Document extract
When we listen well to others stories, told courageously, we are changed. There is such abundance around us, in the lives we exist between and among. I have found that connection multiplies when we open ourselves up to listening and humbling ourselves to ask for what we want. I’m writing this post from a hostel in Puerto Rico. Somehow, traveling Allie is so much more brave, so much more able to submit to needing help and asking for directions or advice of where to eat dinner. But in the comfortable rhythm and environment of home, we can slide into familiar ruts of independence. I wanted to intentionally step out of that as I prepare for my upcoming adventure.

I wasn’t particularly interested in getting another degree. So rather than relying on my official credentials to take me to “the next thing,” I have created my own “communiversity” of sorts. Right now my “professors” are the people on the periphery of my life that are doing incredible things. People who are in the midst of trying to figure things out just as much as I am, but are generous enough to share where they’ve been and what they’ve processed along the way. And I recognize that their stories are not to be replicated or imitated, as I will be busy living my own unique tale, but in asking and observing, in receiving their wisdom and following up on their “you should check out….” suggestions, I am in the process of metamorphosis . Inspiration is starting to take shape. Also, a syllabus of sorts has started to form from various book suggestions, podcast recommendations, and movie commendations. I’m finding I need to orient my free time to create space for these inspirations to come and take root.

Dataset content
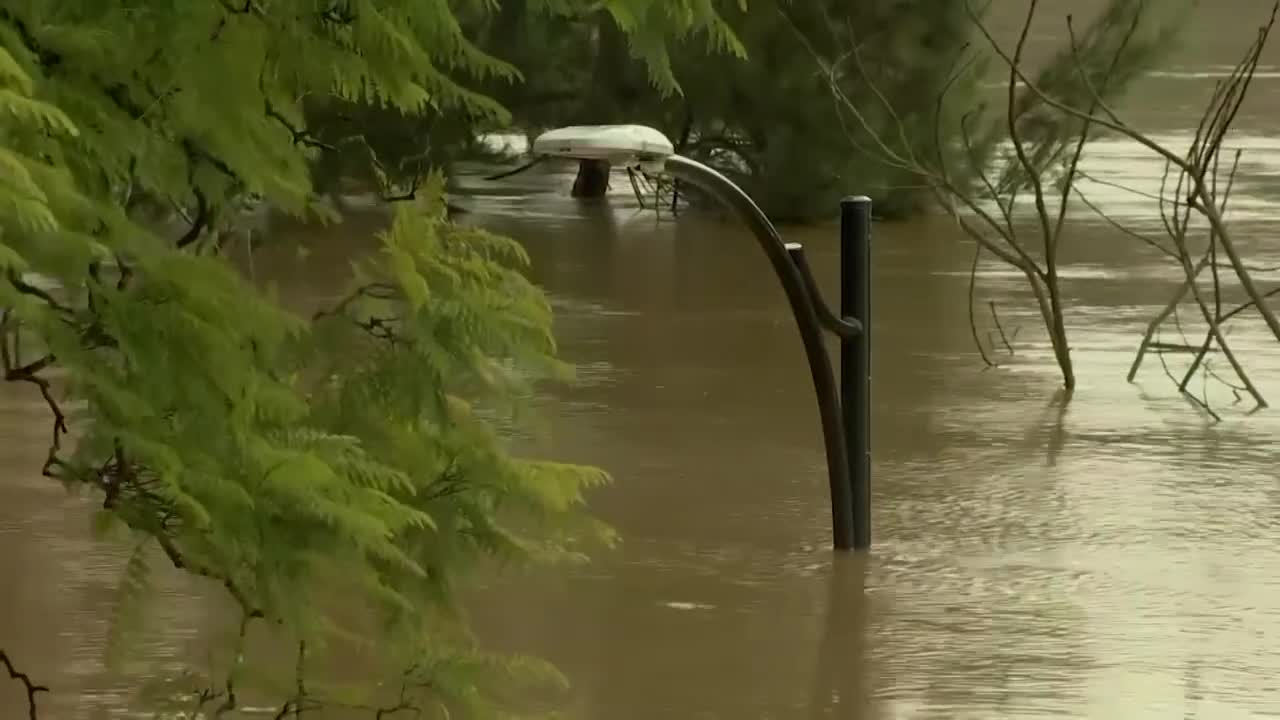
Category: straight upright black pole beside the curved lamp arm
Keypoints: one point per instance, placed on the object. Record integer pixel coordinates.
(856, 358)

Work order 1
Answer these questions about the blog post above, one line per answer:
(a) Where is the writer staying while writing the post?
(b) What name does the writer give to the self-made alternative to another degree?
(c) Which three kinds of recommendations have formed a syllabus?
Work order 2
Translate this sentence from the blog post into Spanish: "I wasn’t particularly interested in getting another degree."

Problem solution 1
(a) A hostel in Puerto Rico.
(b) A "communiversity."
(c) Book suggestions, podcast recommendations, and movie commendations.

Problem solution 2
No me interesaba particularmente obtener otro título.